## START STORED ROWS

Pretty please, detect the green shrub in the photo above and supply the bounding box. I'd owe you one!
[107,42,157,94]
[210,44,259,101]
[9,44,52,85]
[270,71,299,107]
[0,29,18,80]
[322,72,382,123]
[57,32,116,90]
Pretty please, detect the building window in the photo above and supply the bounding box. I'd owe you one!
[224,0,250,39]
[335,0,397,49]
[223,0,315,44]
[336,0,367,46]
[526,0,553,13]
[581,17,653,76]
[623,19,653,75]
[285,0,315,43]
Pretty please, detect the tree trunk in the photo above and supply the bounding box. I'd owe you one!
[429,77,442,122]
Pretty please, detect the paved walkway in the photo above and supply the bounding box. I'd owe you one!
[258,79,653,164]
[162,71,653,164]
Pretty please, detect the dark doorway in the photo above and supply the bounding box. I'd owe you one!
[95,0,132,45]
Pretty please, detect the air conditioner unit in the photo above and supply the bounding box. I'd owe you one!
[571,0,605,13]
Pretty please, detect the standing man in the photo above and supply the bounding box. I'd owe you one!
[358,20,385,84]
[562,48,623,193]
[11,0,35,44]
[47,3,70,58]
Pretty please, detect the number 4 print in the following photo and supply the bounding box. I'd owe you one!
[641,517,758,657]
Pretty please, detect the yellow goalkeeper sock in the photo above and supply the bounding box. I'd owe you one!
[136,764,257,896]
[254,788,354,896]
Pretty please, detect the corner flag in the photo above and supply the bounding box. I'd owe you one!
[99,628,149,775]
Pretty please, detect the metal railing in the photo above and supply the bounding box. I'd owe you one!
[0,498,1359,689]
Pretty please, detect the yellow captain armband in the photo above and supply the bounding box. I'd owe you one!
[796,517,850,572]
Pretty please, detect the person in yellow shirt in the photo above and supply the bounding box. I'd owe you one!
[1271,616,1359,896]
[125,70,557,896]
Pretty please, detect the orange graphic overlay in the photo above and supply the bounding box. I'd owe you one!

## END STORED ROWS

[SHORT TASK] Reproduce the listing above, swapping every "bounding box" for "box coordinates" and leaving everything else unchanged.

[RESULT FOR THIS TASK]
Pretty please, detect the green shrub in the photo above and supply the box coordinates. I'd owe you one!
[107,42,157,94]
[210,44,259,101]
[9,44,52,85]
[270,71,299,107]
[0,29,18,80]
[322,72,382,123]
[57,32,116,90]
Pretty please, detect the building window in the photo above and supply the box coordinates. I'd owe you one!
[224,0,250,39]
[335,0,397,49]
[223,0,315,44]
[336,0,367,46]
[526,0,553,13]
[581,17,653,76]
[623,19,653,75]
[285,0,315,43]
Pretty please, detect the tree trunk in the photo above and supply the box coordinates. I'd owe you one!
[429,77,442,122]
Pretty please, detect the paved walkway in the photo above and supply the box coordinates. I'd owe you one!
[258,79,653,164]
[162,71,653,164]
Pretty please, detect the dark doorway in the photo above and supply the box coordinates. I'd owe you one!
[95,0,132,45]
Pretty please, detect the air conditioner unit in the photo above and supply the box coordinates. I'd owe you one!
[571,0,605,13]
Pretty please, detect the standing man in the photo above and supply the box coordinates. I'd owe you one!
[358,20,385,84]
[562,48,623,193]
[11,0,35,44]
[47,3,70,58]
Pretty please, detect the number 4 print in the following photo and supply the box coordinates. I'd owe you one!
[641,517,758,657]
Pretty please, detect the yellow goalkeeper sock in the photo above and supply the box coordinates. I'd owe you one!
[136,764,257,896]
[254,788,354,896]
Pretty please, detect the corner flag in the photo above and supply the box coordinates. I'd owe you one!
[99,628,149,775]
Pretty please, detect the metal railing in the photo above and supply the box coordinates. I'd owe you one!
[0,498,1359,689]
Pretty please, detect the yellow captain armband in the photo above and supply the box coordinates. I'd owe you one!
[796,517,850,572]
Pretty please, detect the person in yellow shirt in the photo above and supply the box coordinates. I'd owe you one!
[1271,616,1359,896]
[125,70,557,896]
Pretty please, detect the orange graphic overlay in the photo above and supply the box coordinates. I'd owe you one!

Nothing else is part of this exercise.